* _SHORT EXERCISE_
Which lines of the listing below contain the word "container"? Show each of them in full.
┄┄┄┄┄┄┄┄┄┄┄┄┄┄┄┄┄┄┄┄
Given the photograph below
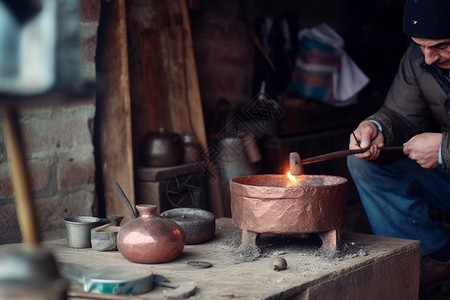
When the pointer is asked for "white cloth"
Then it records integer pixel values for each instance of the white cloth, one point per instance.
(349, 79)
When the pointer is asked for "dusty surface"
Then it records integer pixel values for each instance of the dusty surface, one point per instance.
(247, 272)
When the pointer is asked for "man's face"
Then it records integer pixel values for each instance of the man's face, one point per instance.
(436, 51)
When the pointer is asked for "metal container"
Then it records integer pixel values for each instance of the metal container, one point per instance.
(274, 204)
(199, 225)
(79, 230)
(150, 238)
(162, 149)
(104, 237)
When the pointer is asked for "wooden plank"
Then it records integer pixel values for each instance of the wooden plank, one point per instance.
(369, 267)
(165, 89)
(114, 114)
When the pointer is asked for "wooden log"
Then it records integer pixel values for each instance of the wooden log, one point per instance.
(114, 113)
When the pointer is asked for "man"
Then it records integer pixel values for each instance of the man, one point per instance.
(398, 193)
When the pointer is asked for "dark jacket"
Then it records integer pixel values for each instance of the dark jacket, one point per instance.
(418, 101)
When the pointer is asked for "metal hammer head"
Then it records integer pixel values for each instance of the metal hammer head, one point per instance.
(295, 164)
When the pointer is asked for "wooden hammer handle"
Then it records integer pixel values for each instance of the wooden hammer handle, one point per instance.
(343, 153)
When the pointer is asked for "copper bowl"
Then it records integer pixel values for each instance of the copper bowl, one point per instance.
(273, 204)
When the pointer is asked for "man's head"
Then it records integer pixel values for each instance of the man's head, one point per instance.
(427, 22)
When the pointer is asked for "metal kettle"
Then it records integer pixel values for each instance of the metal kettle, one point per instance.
(162, 149)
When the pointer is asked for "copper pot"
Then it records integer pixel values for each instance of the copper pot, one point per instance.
(150, 238)
(162, 149)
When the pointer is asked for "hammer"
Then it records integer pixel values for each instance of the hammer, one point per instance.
(296, 164)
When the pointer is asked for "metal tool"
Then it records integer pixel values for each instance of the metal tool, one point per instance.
(295, 163)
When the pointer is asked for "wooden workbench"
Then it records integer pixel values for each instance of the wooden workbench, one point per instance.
(365, 267)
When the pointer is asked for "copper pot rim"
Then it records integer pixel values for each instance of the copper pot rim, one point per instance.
(275, 181)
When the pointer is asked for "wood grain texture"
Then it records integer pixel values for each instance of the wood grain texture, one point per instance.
(114, 107)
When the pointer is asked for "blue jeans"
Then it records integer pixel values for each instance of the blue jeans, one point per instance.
(397, 196)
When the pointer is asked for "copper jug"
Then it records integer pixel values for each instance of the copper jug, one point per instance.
(150, 238)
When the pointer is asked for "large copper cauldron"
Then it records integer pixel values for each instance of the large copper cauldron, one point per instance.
(274, 204)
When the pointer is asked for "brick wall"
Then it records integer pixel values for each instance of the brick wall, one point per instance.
(59, 152)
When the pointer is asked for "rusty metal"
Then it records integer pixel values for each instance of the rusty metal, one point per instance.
(273, 204)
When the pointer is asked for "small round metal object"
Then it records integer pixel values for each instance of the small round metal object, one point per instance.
(199, 264)
(279, 263)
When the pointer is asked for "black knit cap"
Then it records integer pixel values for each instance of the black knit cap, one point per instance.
(427, 18)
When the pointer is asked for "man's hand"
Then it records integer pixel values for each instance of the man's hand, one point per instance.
(368, 136)
(424, 149)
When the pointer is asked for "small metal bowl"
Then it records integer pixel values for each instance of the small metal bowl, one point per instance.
(104, 238)
(79, 230)
(199, 225)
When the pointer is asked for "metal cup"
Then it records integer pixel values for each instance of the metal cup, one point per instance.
(79, 230)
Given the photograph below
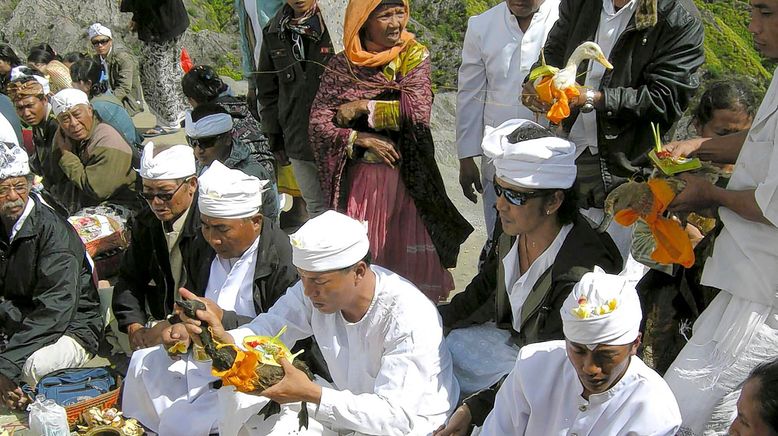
┄┄┄┄┄┄┄┄┄┄┄┄┄┄┄┄┄┄┄┄
* _ANSWER FOR THIS EXERCISE_
When the pointer is asked for "metal container"
Then it records integer pixel values for each instance of the metal container, one point per instance.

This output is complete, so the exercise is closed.